++++ Extracted text

That's killed the nursery rhyme off... If you go down to woods today, You're sure for a big surprise, If you go down to woods today, You'll see Terry doing up his flies, There's Terry and Sue, Who's having a screw, And pervey Frank, Who's having a w**k And Aunty Bess, Who's making a mess, With Roger
I remember going in to a remote car park late at night once, I'd only been parked a few minutes when another car parked opposite me, after a a few minutes he flashed his lights, I flashed mine, he flashed his, I thought I was just being a smart ass, then he come over and parked next to me, I thought Oh yes, what's going on here, it appeared he was just putting some vinegar on his chips! I moved on promptly!!
I caught the last half hour.
I don't care what Arthur, Martha or the three, four, five, six Ronnies and Reenies get up to in private but for gawd's sake - keep it private.

++++++++

- Written request 1
In the forum comments, what did the other driver in the remote car park turn out to be doing?
- Written request 2
Reproduce the forum comments from "That's killed the" to "last half hour.".
The material that follows comes from a separate source and is unrelated to the forum comments.

++++ Collected material

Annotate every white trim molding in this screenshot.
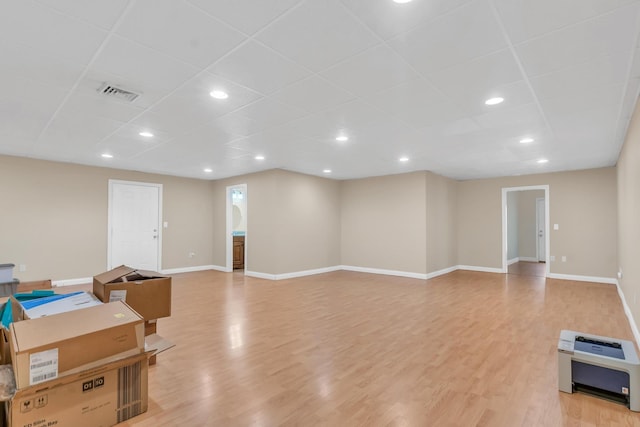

++++++++

- Full output 1
He was putting some vinegar on his chips.

- Full output 2
That's killed the nursery rhyme off... If you go down to woods today, You're sure for a big surprise, If you go down to woods today, You'll see Terry doing up his flies, There's Terry and Sue, Who's having a screw, And pervey Frank, Who's having a w**k And Aunty Bess, Who's making a mess, With Roger
I remember going in to a remote car park late at night once, I'd only been parked a few minutes when another car parked opposite me, after a a few minutes he flashed his lights, I flashed mine, he flashed his, I thought I was just being a smart ass, then he come over and parked next to me, I thought Oh yes, what's going on here, it appeared he was just putting some vinegar on his chips! I moved on promptly!!
I caught the last half hour.